Start ARTICLE
By 1994 Dudayev and his regime had become deeply unpopular. The Kremlin was optimistic that they could deal with their errant republic. Dudayev was despised and the regime seemed shaky. Russia cut the oil supplies and the economy went into free fall. Vladimir Zhirinovsky’s fascist Liberal Democratic Party had rocked the Kremlin with a massive rise in electoral support during the December 1993 elections to the Russian parliament. Yeltsin’s advisers saw bringing Chechnya to heel as an opportunity to restore the president’s standing. In addition, as the jockeying over the oil pipeline routes from the Caspian gathered pace, Russia faced the problem that the cheapest pipeline option ran through Chechnya. Moscow backed and armed a stooge Provisional Council set up by opponents to Dudayev which launched an ‘attack’ on Grozny supported by Russian units. It proved a fiasco and in the face of a humiliating rout the pressure built for direct armed intervention by the Russian army. The stage was set for war.
The shelling of Grozny that began in December 1994 marked the heaviest artillery bombardment since the Second World War. At the height of the siege of Sarajevo 3,500 shells a day fell upon the city. In Grozny it was 4,000 an hour. [29] The foundations were destroyed and water supplies and sewerage systems demolished. And as Anatol Lieven points out:
Grozny was not some small, half-baked provincial town of the Third World; it was a large industrial city, the second biggest oil refining centre of the world’s largest oil producing country, and formerly the world’s second biggest industrial power. The oil refineries around Grozny are themselves whole cities, stretching for dozens of square miles. [30]
The majority of victims in Grozny were ethnic Russians. Two thirds of the city’s population had been Russian and unlike many Chechen inhabitants they had no relatives in the villages to whom they could flee. An estimated 27,000 civilians died in Grozny alone, predominantly the old and poor.
Outside Grozny Chechen civilians were herded into ‘filtration camps’ as suspected ‘bandits’. Many were thrown into mud pits or subjected to electric shock treatment. Rape and summary executions were widespread. [31] Red Cross vehicles were shelled and reporters shot. The tsars’ brutality had returned to Chechnya with all the armoury of modern warfare.
End ARTICLE
Start ITEMS
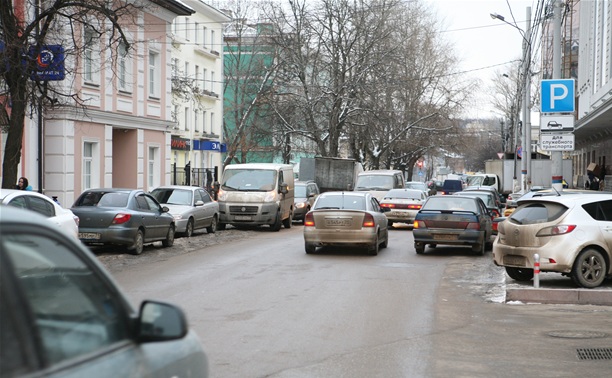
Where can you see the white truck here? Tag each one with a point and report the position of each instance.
(540, 175)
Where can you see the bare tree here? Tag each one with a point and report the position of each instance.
(26, 27)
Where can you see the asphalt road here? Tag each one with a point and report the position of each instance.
(263, 308)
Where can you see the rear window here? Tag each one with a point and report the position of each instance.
(533, 213)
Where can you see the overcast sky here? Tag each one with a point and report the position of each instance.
(483, 45)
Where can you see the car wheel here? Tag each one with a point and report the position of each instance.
(287, 222)
(419, 248)
(277, 223)
(310, 248)
(520, 274)
(589, 269)
(169, 240)
(213, 225)
(189, 228)
(138, 246)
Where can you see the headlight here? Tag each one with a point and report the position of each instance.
(271, 196)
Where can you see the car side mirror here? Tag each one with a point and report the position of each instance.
(158, 321)
(284, 188)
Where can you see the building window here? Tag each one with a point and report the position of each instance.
(187, 118)
(91, 167)
(124, 68)
(153, 167)
(154, 74)
(89, 57)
End ITEMS
**EXERCISE TASK 1**
Answer these questions about the Chechnya article:
(a) When did the shelling of Grozny begin?
(b) How many shells fell on Grozny each hour?
(c) About how many civilians died in Grozny alone?
**EXERCISE TASK 2**
Reproduce word for word the rows from the line containing "Where can you see the asphalt" through the end of the rows, with both ends included.

**COMPLETE RESPONSE 1**
(a) December 1994
(b) 4,000
(c) An estimated 27,000

**COMPLETE RESPONSE 2**
Where can you see the asphalt road here? Tag each one with a point and report the position of each instance.
(263, 308)
Where can you see the rear window here? Tag each one with a point and report the position of each instance.
(533, 213)
Where can you see the overcast sky here? Tag each one with a point and report the position of each instance.
(483, 45)
Where can you see the car wheel here? Tag each one with a point and report the position of each instance.
(287, 222)
(419, 248)
(277, 223)
(310, 248)
(520, 274)
(589, 269)
(169, 240)
(213, 225)
(189, 228)
(138, 246)
Where can you see the headlight here? Tag each one with a point and report the position of each instance.
(271, 196)
Where can you see the car side mirror here? Tag each one with a point and report the position of each instance.
(158, 321)
(284, 188)
Where can you see the building window here? Tag each one with a point and report the position of each instance.
(187, 118)
(91, 167)
(124, 68)
(153, 167)
(154, 74)
(89, 57)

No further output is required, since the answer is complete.